▸ What is being asked
Repeat the listing below word for word, from the line with "Can you find" to the line with "152], [110, 334]]", including both of those lines and nothing else.

▸ Provided data
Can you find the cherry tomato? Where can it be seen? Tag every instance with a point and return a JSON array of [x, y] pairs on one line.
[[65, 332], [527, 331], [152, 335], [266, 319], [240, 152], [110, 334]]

* * *

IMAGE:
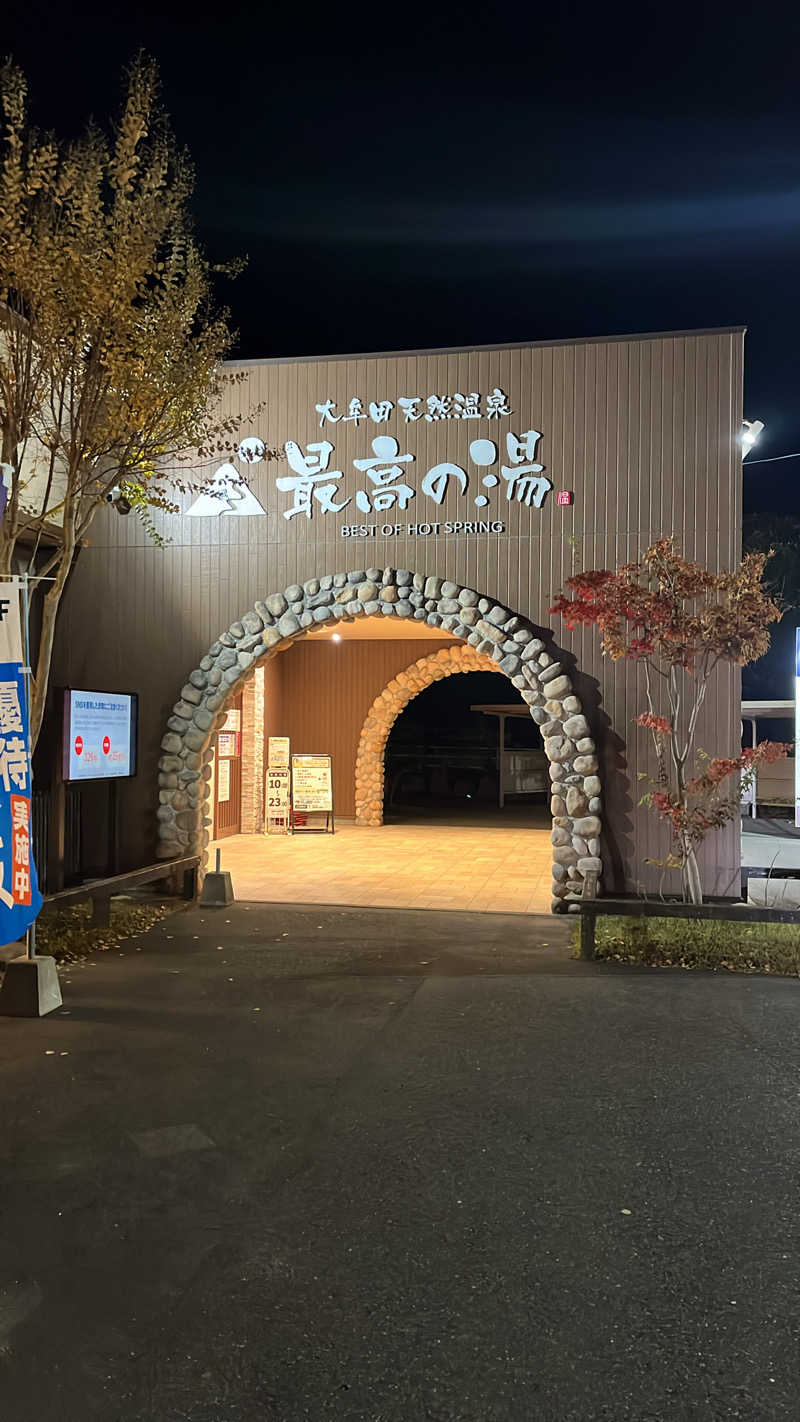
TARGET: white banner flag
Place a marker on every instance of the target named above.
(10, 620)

==

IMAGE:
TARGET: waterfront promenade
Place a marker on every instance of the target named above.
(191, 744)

▸ Solution to this task
Can you find the cherry tomato? Where can it be seen? Tag every instance with a point and return a JSON array of [x, y] pairs on one line.
[[65, 332], [527, 331], [152, 335], [266, 319], [240, 152], [110, 334]]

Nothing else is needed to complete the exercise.